Return each line of the records below that contains the string “curly”.

——

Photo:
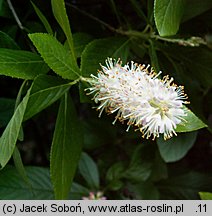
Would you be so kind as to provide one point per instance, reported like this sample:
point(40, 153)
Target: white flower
point(154, 105)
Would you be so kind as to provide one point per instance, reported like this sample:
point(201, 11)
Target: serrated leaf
point(89, 171)
point(98, 50)
point(21, 64)
point(195, 7)
point(192, 122)
point(205, 195)
point(55, 55)
point(11, 133)
point(59, 11)
point(43, 19)
point(177, 147)
point(66, 148)
point(45, 91)
point(168, 14)
point(7, 42)
point(196, 61)
point(12, 186)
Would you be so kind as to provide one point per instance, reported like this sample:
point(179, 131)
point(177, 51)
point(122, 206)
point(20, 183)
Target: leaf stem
point(15, 15)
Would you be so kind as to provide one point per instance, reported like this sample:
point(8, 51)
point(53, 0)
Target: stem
point(15, 15)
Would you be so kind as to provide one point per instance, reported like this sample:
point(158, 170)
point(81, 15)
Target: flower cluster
point(95, 196)
point(137, 94)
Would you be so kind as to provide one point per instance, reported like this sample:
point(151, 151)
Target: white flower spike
point(154, 105)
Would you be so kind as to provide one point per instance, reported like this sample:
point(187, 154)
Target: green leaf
point(205, 195)
point(144, 191)
point(192, 123)
point(7, 42)
point(46, 90)
point(11, 133)
point(66, 148)
point(177, 147)
point(196, 60)
point(59, 11)
point(55, 55)
point(6, 110)
point(168, 14)
point(184, 186)
point(12, 186)
point(78, 191)
point(89, 171)
point(98, 50)
point(80, 41)
point(21, 64)
point(20, 167)
point(115, 172)
point(43, 19)
point(140, 167)
point(195, 7)
point(159, 168)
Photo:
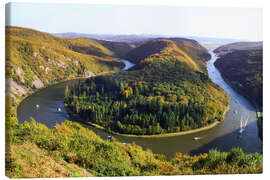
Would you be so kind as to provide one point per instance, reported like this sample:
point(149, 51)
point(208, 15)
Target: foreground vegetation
point(166, 92)
point(33, 150)
point(35, 59)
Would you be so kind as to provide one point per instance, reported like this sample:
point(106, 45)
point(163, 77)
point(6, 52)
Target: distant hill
point(166, 91)
point(186, 50)
point(243, 70)
point(35, 59)
point(238, 46)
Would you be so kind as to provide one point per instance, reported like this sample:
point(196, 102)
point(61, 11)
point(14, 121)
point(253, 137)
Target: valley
point(167, 86)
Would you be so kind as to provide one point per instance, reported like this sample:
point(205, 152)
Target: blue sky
point(237, 23)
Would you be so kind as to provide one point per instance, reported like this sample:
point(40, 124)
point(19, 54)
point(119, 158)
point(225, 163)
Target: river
point(222, 137)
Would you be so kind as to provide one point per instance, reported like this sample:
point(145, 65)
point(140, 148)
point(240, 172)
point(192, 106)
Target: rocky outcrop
point(13, 89)
point(88, 73)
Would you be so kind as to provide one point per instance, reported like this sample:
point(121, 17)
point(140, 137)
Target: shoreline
point(258, 109)
point(215, 123)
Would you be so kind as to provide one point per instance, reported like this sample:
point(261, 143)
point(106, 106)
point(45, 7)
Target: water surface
point(222, 137)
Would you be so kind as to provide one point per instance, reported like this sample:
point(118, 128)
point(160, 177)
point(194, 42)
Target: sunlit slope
point(35, 59)
point(243, 70)
point(227, 48)
point(187, 51)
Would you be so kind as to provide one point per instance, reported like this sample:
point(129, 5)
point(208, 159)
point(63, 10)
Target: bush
point(235, 155)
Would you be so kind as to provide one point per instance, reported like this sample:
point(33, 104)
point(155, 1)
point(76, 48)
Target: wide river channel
point(222, 137)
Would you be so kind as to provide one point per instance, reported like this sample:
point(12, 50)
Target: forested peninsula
point(167, 91)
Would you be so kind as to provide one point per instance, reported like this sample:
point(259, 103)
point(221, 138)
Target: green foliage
point(52, 59)
point(243, 70)
point(76, 144)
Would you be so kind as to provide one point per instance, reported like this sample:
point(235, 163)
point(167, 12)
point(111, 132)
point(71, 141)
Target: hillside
point(165, 92)
point(71, 150)
point(184, 49)
point(238, 46)
point(35, 59)
point(243, 70)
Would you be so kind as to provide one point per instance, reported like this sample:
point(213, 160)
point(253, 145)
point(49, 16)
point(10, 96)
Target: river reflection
point(223, 137)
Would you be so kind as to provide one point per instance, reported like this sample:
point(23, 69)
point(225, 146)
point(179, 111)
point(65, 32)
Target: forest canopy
point(164, 93)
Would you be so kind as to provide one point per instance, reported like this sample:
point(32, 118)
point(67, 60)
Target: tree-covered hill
point(243, 70)
point(165, 92)
point(35, 59)
point(71, 150)
point(227, 48)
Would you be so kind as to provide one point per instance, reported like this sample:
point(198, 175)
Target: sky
point(220, 22)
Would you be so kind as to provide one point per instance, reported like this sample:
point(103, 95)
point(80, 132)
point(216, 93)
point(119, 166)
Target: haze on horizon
point(220, 22)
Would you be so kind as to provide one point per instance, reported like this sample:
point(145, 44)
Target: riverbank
point(77, 118)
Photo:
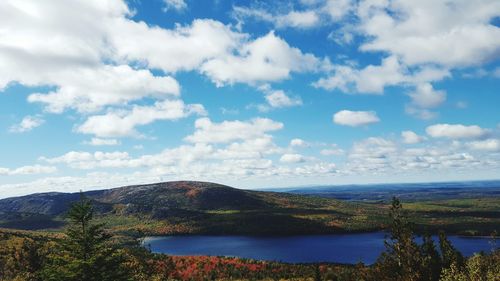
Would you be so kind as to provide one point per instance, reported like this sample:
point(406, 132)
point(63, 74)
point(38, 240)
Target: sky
point(103, 93)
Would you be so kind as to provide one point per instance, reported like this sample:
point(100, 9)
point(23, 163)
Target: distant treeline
point(87, 252)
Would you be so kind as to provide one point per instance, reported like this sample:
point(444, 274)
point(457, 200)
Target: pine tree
point(449, 255)
point(431, 260)
point(402, 259)
point(85, 254)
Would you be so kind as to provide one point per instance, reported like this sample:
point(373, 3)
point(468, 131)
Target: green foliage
point(84, 254)
point(86, 251)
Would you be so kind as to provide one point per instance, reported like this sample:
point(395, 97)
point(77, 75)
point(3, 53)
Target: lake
point(336, 248)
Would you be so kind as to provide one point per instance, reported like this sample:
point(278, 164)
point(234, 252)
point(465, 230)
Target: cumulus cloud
point(425, 96)
point(91, 89)
point(486, 145)
point(177, 5)
point(292, 158)
point(27, 124)
point(266, 59)
point(455, 131)
point(72, 35)
point(99, 142)
point(373, 79)
point(298, 143)
point(28, 170)
point(410, 137)
point(122, 123)
point(226, 131)
point(277, 99)
point(429, 31)
point(295, 19)
point(355, 118)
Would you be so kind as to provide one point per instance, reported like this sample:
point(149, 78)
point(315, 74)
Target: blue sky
point(99, 94)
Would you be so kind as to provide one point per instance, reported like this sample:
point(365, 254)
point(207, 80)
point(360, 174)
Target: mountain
point(188, 207)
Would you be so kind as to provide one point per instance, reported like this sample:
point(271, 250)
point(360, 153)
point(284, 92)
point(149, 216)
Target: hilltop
point(190, 207)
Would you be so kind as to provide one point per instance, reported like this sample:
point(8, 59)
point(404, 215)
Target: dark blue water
point(338, 248)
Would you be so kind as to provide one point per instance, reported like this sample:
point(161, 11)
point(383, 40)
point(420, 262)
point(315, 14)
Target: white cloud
point(332, 152)
point(181, 48)
point(177, 5)
point(455, 131)
point(91, 89)
point(227, 131)
point(292, 158)
point(355, 118)
point(428, 31)
point(28, 170)
point(99, 142)
point(410, 137)
point(294, 19)
point(486, 145)
point(123, 123)
point(298, 143)
point(338, 9)
point(280, 99)
point(27, 124)
point(42, 41)
point(266, 59)
point(425, 96)
point(372, 79)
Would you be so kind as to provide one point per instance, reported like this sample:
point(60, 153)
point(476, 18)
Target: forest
point(87, 251)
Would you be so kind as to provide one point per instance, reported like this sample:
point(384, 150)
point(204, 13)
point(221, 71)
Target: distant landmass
point(189, 207)
point(405, 191)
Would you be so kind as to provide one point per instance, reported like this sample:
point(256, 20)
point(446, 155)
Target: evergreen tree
point(449, 255)
point(402, 259)
point(85, 254)
point(431, 260)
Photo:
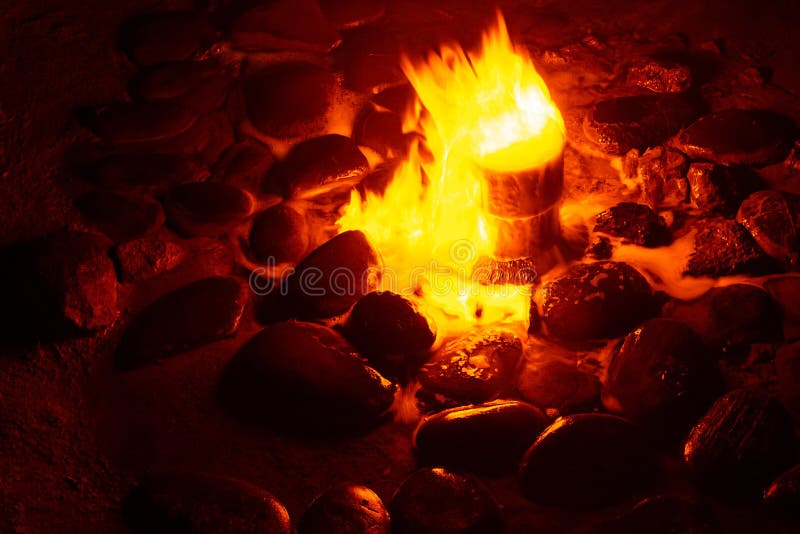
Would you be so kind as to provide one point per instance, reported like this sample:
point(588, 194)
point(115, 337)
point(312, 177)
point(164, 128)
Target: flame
point(488, 109)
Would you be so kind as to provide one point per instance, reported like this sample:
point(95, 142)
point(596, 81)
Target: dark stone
point(470, 369)
point(279, 234)
point(334, 276)
point(596, 300)
point(206, 208)
point(120, 217)
point(740, 444)
point(736, 136)
point(726, 317)
point(619, 124)
point(436, 500)
point(204, 311)
point(389, 330)
point(487, 438)
point(662, 378)
point(586, 460)
point(288, 99)
point(306, 377)
point(174, 501)
point(346, 508)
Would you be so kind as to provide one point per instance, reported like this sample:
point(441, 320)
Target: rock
point(596, 300)
point(726, 317)
point(737, 136)
point(770, 216)
point(487, 438)
point(203, 311)
point(174, 501)
point(635, 223)
point(346, 508)
point(740, 444)
point(206, 208)
point(662, 378)
point(334, 276)
point(619, 124)
point(723, 247)
point(586, 460)
point(288, 99)
point(306, 377)
point(120, 217)
point(170, 36)
point(279, 234)
point(318, 166)
point(436, 500)
point(470, 369)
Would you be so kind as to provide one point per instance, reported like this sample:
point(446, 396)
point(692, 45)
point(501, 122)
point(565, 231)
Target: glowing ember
point(486, 110)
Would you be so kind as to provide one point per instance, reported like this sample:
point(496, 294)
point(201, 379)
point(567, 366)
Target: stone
point(334, 276)
point(586, 460)
point(279, 234)
point(738, 136)
point(635, 223)
point(288, 99)
point(662, 378)
point(198, 313)
point(486, 438)
point(742, 442)
point(723, 247)
point(595, 301)
point(120, 217)
point(307, 378)
point(346, 508)
point(206, 208)
point(169, 36)
point(178, 501)
point(437, 500)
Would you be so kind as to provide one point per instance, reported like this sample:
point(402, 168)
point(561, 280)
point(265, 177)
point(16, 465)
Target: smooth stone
point(176, 501)
point(486, 438)
point(201, 312)
point(737, 136)
point(120, 217)
point(662, 378)
point(436, 500)
point(288, 99)
point(346, 508)
point(595, 301)
point(305, 377)
point(206, 208)
point(390, 331)
point(586, 460)
point(744, 440)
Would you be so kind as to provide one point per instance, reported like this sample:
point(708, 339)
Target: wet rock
point(586, 460)
point(162, 37)
point(619, 124)
point(279, 234)
point(206, 208)
point(740, 444)
point(737, 136)
point(307, 377)
point(596, 300)
point(390, 331)
point(662, 378)
point(204, 311)
point(436, 500)
point(174, 501)
point(346, 508)
point(470, 369)
point(288, 99)
point(486, 438)
point(120, 217)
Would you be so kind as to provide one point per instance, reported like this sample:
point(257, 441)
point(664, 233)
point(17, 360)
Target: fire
point(488, 109)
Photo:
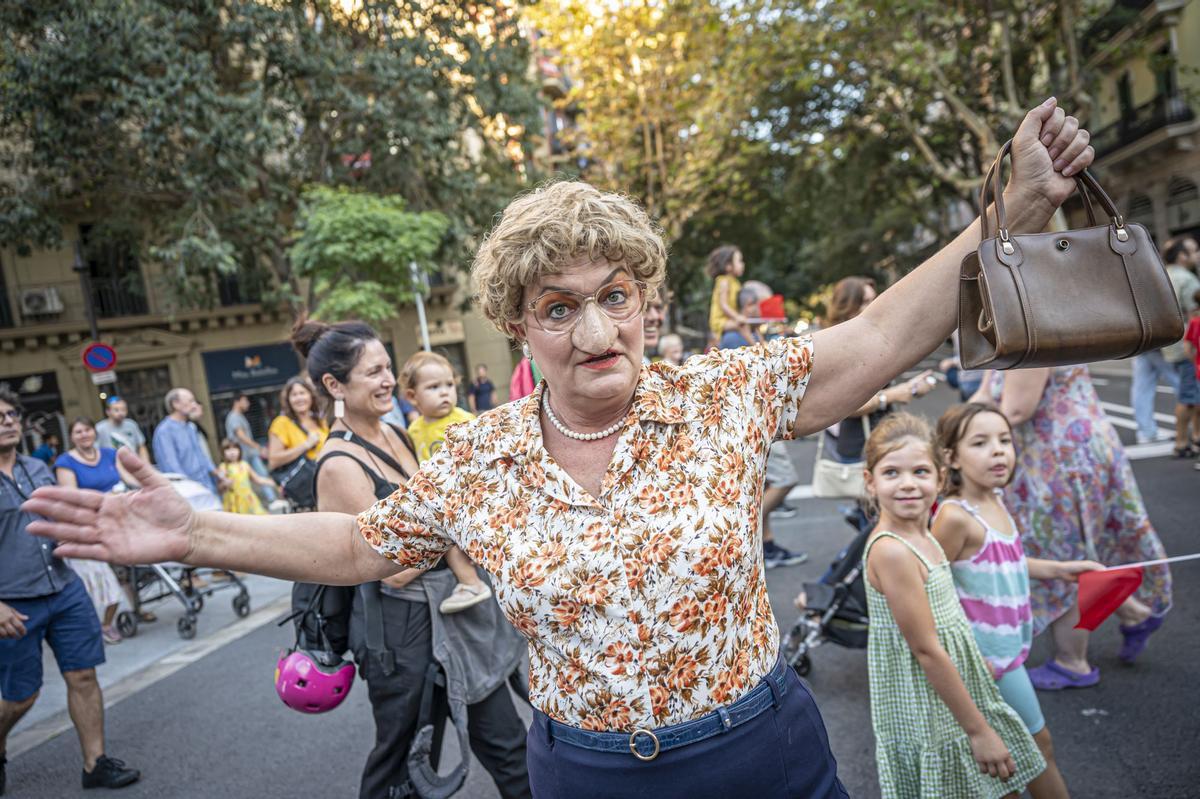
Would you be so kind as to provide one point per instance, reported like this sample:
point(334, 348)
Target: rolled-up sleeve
point(783, 367)
point(411, 526)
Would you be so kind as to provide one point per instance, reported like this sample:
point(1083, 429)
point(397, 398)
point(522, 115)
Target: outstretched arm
point(913, 317)
point(156, 524)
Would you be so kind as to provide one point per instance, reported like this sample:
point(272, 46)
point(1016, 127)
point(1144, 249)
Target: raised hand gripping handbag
point(1051, 299)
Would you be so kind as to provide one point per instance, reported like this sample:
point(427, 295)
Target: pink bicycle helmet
point(312, 682)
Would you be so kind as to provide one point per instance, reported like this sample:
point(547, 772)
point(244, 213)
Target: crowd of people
point(610, 526)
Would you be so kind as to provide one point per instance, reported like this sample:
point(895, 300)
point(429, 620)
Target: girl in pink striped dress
point(991, 572)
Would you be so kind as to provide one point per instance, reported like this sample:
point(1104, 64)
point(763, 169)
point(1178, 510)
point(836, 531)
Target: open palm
point(151, 524)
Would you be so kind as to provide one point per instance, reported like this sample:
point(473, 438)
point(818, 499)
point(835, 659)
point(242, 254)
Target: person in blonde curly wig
point(617, 508)
point(544, 232)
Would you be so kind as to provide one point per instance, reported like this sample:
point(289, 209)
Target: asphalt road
point(216, 728)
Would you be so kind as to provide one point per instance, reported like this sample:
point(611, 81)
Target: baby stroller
point(190, 586)
point(835, 610)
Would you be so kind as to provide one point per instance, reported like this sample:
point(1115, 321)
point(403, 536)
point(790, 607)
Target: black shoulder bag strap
point(426, 780)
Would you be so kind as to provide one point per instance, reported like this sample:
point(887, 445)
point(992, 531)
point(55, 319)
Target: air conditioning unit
point(40, 301)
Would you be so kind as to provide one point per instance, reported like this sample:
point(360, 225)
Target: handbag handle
point(1086, 185)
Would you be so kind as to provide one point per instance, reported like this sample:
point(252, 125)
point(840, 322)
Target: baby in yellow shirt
point(430, 385)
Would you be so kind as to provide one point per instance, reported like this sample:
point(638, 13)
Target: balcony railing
point(64, 300)
point(1144, 120)
point(119, 296)
point(1113, 22)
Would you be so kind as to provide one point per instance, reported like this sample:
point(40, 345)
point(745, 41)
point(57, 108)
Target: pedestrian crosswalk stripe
point(1126, 409)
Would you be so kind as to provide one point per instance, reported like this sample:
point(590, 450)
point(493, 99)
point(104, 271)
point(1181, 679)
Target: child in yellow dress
point(240, 497)
point(429, 383)
point(725, 266)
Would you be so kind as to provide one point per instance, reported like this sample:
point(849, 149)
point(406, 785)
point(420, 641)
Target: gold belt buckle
point(633, 748)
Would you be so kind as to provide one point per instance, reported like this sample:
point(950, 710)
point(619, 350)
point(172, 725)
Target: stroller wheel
point(186, 628)
point(127, 624)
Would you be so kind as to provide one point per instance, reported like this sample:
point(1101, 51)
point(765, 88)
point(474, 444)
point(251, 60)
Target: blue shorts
point(1019, 694)
point(1189, 389)
point(67, 622)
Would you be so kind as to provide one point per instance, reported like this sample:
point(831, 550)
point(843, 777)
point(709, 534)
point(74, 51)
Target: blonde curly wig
point(543, 232)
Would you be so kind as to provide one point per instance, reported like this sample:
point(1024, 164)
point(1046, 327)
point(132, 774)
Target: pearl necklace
point(570, 433)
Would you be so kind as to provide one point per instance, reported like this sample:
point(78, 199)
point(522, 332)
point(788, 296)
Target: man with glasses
point(117, 430)
point(42, 599)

——

## Output
Target: person in blonde curly wig
Target: blonde curly wig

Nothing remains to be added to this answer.